EXTRAIT FOURNI:
>>>>

Cet article a été recopié collé du site
cybertaria.net, qui met l’ensemble du Monde Libertaire en
ligne !
Voir en ligne :
http://lagryffe.net/spip.php?article352
L’ouvrage de Daniel Colson, son Petit Lexique philosophique
de l’anarchisme, arrive au bon moment. La réflexion
théorique anarchiste connaît en effet un certain regain
parallèlement à l’implication des libertaires
sur le terrain social et l’altermondialisation. Tandis que
piétinent les réflexions de ladite écologie
sociale, qui n’ose rompre clairement avec les dérives
de l’écologie profonde ou du primitivisme, à
l’exception des bookchinistes, et que réapparaissent
au sein des publications libertaires des références
à la théorie marxiste dans ce qu’elle a d’acceptable
sans que cela suscite trop de cris d’orfraie, mais ce qui
pose quand même question, il y a assurément de la place
pour une réflexion originale qui parte sans complexe, sans
culte des racines mais sans amnésie ni regret non plus, des
acquis de la philosophie anarchiste.
Là où Daniel Colson vise juste, tout en se montrant
très habile sans duplicité aucune, c’est dans
l’interrelation entre le fond et la forme de son livre. Non
seulement les entrées du lexique se détachent des
conventions, en innovant sur certains intitulés, en opérant
des choix draconiens, criticables parfois, mais toujours cohérents
et explicités, mais elles reposent aussi sur un jonglage
réflexif en renvoyant systématiquement à d’autres
entrées, les unes aux autres, sans ordre strict. Le lecteur
peut précisément « entrer » dans le livre
et sa pensée par tous les bouts, au hasard de la page, de
la définition qu’il cherche ou même le parcourir
en continu.
Autrement dit, à partir de la subjectivité affirmée
par Colson, hautement revendiquée en tant que telle, le lecteur
peut bâtir librement sa propre réflexion personnelle,
tout autant subjective. C’est une démarche hautement
libertaire dans son principe, dans sa sensualité même
car les chemins de la pensée épousent avec désir
les méandres qui s’offrent à lui. Elle est fondamentalement
novatrice car, à ma connaissance, elle n’est guère
courante, même dans la tradition anarchiste. N’oublions
pas toutefois qu’il ne s’agit pas d’un quelconque
supermarché de la pensée, car la réflexion
de Colson est construite et cohérente, son subjectivisme
absolu n’est en rien la justification d’une sorte de
relativisme comme l’introduction le signale avec vigueur.

<<<<

DONNÉES SOURCES:
>>>>

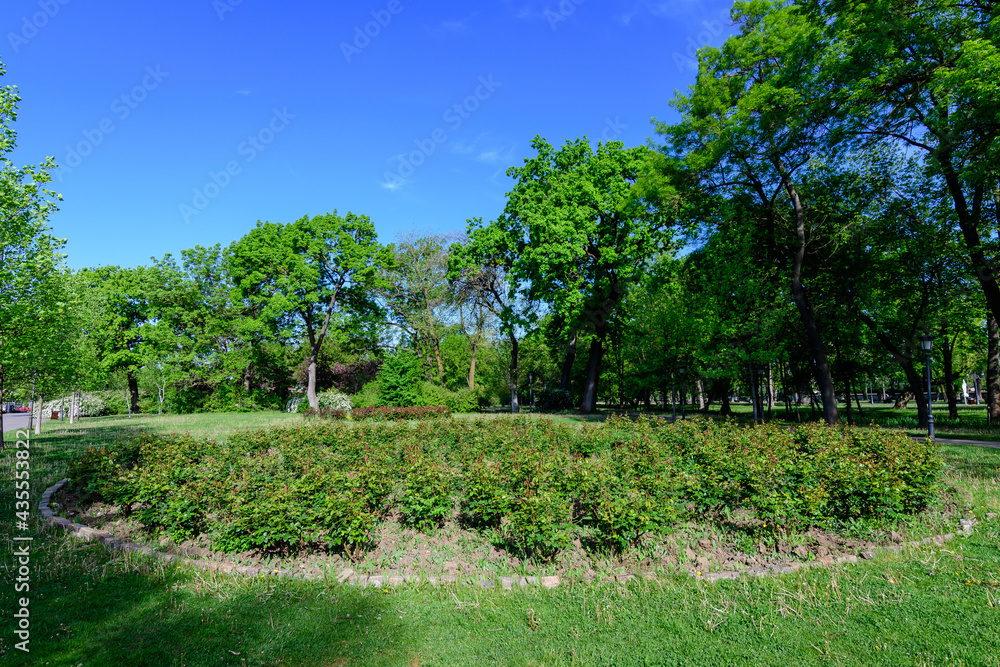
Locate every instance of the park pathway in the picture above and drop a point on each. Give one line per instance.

<<<<

CONSIGNES:
(1) Énumérez les manières dont, selon l'extrait, le lecteur peut entrer dans le livre de Daniel Colson ou le parcourir.
(2) Quel est le titre de l'ouvrage de Daniel Colson dont traite l'extrait ?
Ce matériel n'est pas nécessaire.

RÉPONSES FOURNIES:
(1) Par tous les bouts ; au hasard de la page ; à partir de la définition qu'il cherche ; en le parcourant en continu.

(2) Petit Lexique philosophique de l'anarchisme.